● Records excerpted from a collection:
※ ※ ※

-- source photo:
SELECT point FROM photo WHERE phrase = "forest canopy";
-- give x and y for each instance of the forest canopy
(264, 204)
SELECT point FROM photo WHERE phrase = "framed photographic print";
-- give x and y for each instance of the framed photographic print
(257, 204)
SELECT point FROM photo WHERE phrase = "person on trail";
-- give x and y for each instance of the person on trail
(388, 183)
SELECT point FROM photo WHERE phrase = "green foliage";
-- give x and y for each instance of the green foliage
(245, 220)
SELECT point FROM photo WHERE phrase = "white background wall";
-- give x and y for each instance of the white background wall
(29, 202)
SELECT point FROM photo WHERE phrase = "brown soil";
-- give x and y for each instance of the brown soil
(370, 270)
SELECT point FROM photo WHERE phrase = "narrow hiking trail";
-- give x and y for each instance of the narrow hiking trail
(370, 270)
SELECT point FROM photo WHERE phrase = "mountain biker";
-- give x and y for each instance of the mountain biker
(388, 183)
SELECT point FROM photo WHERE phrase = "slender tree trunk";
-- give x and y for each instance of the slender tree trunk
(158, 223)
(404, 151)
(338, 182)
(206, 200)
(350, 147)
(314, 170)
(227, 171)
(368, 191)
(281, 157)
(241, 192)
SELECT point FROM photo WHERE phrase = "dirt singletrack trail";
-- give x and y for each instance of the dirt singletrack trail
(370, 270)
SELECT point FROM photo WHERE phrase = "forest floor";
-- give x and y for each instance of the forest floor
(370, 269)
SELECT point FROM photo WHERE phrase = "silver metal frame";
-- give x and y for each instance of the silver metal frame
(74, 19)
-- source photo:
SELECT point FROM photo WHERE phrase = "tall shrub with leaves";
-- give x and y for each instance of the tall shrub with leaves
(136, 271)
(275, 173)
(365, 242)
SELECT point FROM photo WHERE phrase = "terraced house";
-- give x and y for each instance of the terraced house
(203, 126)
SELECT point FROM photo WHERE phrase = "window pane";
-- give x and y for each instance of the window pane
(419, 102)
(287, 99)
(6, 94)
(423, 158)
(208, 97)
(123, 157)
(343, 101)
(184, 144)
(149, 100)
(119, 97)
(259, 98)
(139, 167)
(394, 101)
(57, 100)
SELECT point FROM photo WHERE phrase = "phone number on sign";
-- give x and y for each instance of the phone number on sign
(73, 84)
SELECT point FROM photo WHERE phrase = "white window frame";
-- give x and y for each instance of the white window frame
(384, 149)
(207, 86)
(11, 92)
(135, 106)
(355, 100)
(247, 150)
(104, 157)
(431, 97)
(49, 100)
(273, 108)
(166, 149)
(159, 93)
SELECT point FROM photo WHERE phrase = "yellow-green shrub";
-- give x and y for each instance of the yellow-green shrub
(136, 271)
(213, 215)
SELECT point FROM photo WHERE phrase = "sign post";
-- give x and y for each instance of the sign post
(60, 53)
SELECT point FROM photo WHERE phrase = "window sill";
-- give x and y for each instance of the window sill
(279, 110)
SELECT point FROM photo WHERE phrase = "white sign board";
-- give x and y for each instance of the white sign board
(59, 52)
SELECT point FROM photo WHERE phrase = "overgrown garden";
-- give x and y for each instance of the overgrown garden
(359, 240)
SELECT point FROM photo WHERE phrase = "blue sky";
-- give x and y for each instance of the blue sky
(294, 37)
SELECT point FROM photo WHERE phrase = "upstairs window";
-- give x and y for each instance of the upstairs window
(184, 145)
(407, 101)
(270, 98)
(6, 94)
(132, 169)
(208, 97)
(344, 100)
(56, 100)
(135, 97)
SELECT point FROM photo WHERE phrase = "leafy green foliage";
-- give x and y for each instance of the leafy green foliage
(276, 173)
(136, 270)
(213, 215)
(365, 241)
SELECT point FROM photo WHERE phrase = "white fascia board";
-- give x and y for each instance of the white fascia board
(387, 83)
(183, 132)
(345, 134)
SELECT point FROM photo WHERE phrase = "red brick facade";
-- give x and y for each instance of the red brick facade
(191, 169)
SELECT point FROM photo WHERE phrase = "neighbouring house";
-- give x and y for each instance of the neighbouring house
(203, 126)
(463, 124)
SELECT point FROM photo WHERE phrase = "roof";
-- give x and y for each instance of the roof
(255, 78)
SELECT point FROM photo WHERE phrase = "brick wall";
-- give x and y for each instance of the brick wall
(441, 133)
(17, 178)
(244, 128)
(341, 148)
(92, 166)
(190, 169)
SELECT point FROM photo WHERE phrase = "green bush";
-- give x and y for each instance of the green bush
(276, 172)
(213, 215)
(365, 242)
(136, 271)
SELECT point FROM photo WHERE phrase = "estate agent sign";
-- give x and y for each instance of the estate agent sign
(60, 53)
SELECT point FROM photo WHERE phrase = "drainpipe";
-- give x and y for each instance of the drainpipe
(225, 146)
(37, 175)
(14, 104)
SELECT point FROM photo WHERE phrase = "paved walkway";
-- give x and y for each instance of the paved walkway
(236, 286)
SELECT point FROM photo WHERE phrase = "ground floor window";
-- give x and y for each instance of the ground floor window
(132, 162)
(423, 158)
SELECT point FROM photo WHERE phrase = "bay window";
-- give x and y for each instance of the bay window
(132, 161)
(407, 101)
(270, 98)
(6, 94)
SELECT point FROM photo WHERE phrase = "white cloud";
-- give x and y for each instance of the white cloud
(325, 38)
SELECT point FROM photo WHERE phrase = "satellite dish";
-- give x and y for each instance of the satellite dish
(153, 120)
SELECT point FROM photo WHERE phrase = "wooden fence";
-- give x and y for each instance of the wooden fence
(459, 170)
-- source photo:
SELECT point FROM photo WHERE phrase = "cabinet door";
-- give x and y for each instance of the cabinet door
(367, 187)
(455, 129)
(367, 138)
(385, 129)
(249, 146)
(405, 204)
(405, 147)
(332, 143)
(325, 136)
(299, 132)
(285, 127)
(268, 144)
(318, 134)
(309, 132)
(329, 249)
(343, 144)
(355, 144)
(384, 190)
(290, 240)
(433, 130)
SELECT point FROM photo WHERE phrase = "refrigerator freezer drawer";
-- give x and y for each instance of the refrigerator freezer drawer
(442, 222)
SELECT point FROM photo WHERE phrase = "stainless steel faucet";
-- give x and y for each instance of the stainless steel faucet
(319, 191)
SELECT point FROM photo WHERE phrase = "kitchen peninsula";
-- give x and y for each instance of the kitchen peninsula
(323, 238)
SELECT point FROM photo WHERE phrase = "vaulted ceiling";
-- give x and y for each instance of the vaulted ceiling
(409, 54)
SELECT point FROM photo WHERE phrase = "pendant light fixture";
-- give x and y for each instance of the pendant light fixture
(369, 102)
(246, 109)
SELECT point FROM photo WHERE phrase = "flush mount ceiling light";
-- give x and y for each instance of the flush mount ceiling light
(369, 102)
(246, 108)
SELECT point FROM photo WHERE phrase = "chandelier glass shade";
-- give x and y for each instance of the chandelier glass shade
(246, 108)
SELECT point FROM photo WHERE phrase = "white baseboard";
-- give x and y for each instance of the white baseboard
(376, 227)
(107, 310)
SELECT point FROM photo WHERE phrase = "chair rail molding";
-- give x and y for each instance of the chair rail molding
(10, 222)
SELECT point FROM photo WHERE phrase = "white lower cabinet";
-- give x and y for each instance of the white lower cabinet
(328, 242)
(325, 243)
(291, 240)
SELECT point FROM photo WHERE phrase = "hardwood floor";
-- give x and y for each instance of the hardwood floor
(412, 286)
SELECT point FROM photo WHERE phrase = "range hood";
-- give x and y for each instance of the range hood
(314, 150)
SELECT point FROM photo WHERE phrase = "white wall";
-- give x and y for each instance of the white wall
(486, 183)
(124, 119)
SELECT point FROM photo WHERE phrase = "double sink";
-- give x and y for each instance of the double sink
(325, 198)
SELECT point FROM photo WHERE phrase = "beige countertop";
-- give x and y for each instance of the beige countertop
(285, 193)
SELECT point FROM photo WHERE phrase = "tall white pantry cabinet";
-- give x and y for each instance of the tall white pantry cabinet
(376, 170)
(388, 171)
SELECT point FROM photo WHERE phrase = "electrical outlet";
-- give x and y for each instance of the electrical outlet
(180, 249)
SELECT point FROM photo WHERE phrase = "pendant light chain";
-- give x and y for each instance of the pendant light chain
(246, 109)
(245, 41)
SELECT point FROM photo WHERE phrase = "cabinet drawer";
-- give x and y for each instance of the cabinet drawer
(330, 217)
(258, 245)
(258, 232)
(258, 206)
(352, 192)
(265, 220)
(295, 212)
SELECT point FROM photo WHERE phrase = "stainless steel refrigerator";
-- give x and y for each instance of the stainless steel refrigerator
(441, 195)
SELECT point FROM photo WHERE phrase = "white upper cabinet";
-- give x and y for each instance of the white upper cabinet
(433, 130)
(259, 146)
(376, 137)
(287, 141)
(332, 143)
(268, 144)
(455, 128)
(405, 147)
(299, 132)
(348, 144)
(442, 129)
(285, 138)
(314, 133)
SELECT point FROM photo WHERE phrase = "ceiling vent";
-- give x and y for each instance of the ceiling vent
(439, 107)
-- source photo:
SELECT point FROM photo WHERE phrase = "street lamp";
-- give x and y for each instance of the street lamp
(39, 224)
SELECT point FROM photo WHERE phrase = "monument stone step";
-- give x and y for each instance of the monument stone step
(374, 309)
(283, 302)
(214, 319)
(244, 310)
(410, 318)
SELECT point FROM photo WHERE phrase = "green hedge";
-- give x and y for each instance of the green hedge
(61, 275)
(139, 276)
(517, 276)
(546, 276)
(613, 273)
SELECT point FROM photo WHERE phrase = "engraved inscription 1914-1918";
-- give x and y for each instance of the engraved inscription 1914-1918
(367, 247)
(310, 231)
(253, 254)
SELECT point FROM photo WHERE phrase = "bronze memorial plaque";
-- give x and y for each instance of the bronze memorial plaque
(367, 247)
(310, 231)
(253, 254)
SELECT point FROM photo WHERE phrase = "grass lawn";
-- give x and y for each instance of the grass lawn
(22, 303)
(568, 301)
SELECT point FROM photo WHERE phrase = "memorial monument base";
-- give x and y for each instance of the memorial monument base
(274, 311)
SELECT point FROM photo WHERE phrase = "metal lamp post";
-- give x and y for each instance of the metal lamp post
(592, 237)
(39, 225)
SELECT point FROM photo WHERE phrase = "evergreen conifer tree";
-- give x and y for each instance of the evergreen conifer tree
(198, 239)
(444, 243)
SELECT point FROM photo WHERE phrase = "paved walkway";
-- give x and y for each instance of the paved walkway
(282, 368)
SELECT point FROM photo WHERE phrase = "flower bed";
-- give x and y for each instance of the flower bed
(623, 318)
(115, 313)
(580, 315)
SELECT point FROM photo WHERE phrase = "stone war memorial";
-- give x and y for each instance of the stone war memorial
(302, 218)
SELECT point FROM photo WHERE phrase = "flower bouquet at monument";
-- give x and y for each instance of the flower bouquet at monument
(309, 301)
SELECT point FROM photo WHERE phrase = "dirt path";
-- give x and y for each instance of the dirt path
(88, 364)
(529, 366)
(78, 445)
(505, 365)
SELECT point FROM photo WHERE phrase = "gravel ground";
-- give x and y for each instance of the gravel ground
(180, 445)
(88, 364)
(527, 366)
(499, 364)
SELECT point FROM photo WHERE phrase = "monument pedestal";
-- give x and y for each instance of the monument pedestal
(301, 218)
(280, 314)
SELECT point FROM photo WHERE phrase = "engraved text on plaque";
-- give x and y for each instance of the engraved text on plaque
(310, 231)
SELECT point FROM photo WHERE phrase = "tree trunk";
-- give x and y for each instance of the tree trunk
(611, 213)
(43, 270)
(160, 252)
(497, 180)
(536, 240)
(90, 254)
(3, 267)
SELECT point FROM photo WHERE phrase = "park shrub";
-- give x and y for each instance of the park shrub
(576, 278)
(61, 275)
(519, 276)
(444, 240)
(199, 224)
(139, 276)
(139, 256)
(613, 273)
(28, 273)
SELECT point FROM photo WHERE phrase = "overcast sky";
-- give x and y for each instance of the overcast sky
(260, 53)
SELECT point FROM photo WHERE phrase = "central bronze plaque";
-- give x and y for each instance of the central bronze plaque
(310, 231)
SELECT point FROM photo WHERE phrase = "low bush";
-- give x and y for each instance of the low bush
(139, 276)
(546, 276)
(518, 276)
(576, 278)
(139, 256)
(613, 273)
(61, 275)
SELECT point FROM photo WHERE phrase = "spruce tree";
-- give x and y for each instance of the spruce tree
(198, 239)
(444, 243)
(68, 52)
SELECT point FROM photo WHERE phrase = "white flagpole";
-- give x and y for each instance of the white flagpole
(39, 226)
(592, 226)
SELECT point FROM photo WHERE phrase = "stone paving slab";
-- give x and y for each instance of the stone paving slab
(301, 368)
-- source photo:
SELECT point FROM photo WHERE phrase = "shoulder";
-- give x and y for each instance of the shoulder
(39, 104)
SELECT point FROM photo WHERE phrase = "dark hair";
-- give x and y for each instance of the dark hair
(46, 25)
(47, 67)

※ ※ ※

● Exercise: Which lines of the records contain the word "upper"? Extract each one.

● Finished task:
SELECT point FROM photo WHERE phrase = "white upper cabinet";
-- give x and y for each instance of the white upper cabinet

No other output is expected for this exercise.